> **What to produce**
Count the lines below that contain the string "mountain", with uppercase and lowercase letters treated as different. Give only the number.

[Start of Input material]

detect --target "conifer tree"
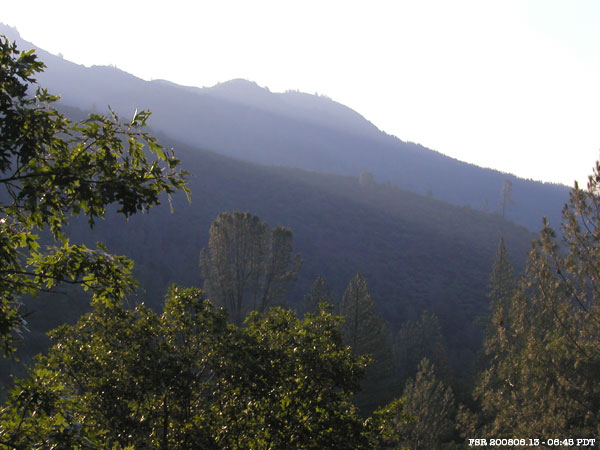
[200,211,302,326]
[401,359,455,450]
[394,310,451,384]
[340,273,397,412]
[302,275,335,314]
[476,164,600,437]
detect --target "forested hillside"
[2,103,534,388]
[0,22,568,231]
[0,30,600,450]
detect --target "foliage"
[394,311,451,384]
[372,398,415,450]
[476,164,600,437]
[0,287,372,449]
[0,38,187,354]
[200,211,302,325]
[340,273,397,412]
[403,359,455,450]
[302,275,336,314]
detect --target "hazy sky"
[0,0,600,185]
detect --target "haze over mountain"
[0,26,568,230]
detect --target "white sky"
[0,0,600,185]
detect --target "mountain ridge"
[0,22,569,230]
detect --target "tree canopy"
[0,38,187,354]
[0,287,380,449]
[475,164,600,438]
[200,211,302,325]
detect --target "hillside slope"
[7,108,534,380]
[0,25,568,230]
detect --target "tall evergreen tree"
[200,211,302,326]
[340,273,397,412]
[401,359,456,450]
[302,275,335,314]
[394,311,451,384]
[477,164,600,437]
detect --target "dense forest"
[0,24,569,232]
[0,34,600,450]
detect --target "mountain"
[0,22,568,230]
[0,101,535,386]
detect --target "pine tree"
[302,275,335,314]
[477,164,600,437]
[200,211,302,326]
[401,359,456,450]
[394,310,451,384]
[340,273,396,412]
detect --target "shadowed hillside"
[0,22,568,231]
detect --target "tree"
[302,275,334,314]
[403,359,455,450]
[0,287,372,449]
[500,179,514,217]
[340,273,398,412]
[200,211,302,325]
[394,311,451,385]
[0,37,187,355]
[476,164,600,437]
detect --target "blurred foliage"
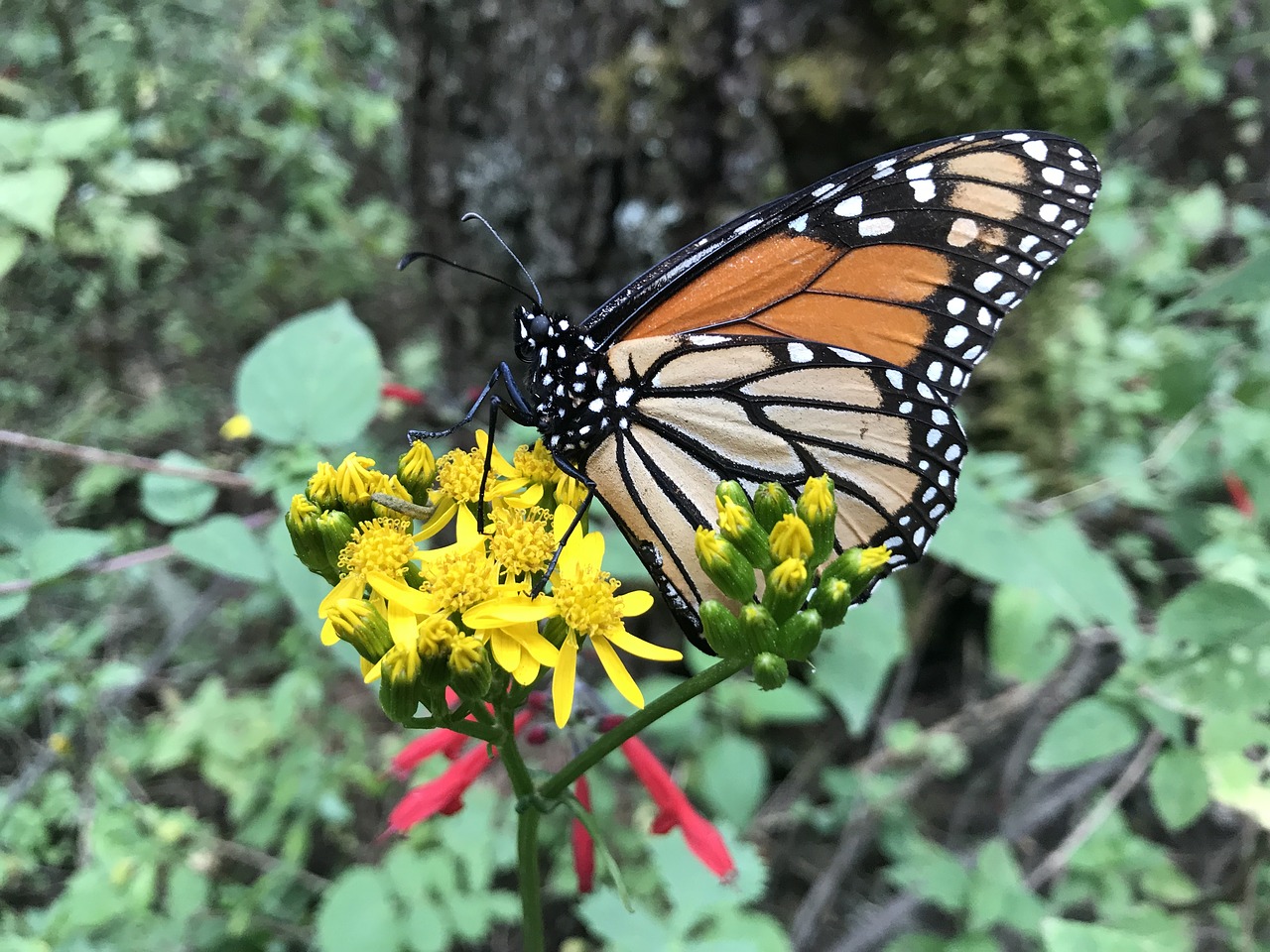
[0,0,1270,952]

[End of Input material]

> **Completed task**
3